▶ _REQUEST_: Please copy each line of the material below word for word.
──────── EXERCISE INPUTS ────────
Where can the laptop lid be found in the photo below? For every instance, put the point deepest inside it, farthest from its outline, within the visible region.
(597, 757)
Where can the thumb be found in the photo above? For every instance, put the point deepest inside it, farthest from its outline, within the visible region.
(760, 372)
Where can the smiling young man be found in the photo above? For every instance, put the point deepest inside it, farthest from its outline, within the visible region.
────────
▶ _SOLUTION_:
Where can the laptop lid be found in the photo below? For every instance, put the point deepest inside it, farthest from its outline, within the visible region.
(597, 757)
Where can the thumb be found in the photo above? For every instance, put the point deepest inside it, farthest from its outline, within the visible region.
(760, 372)
Where can the smiling young man be found in the photo above? For every instance, put the point deepest inside it, farthest from its outline, within the visible region.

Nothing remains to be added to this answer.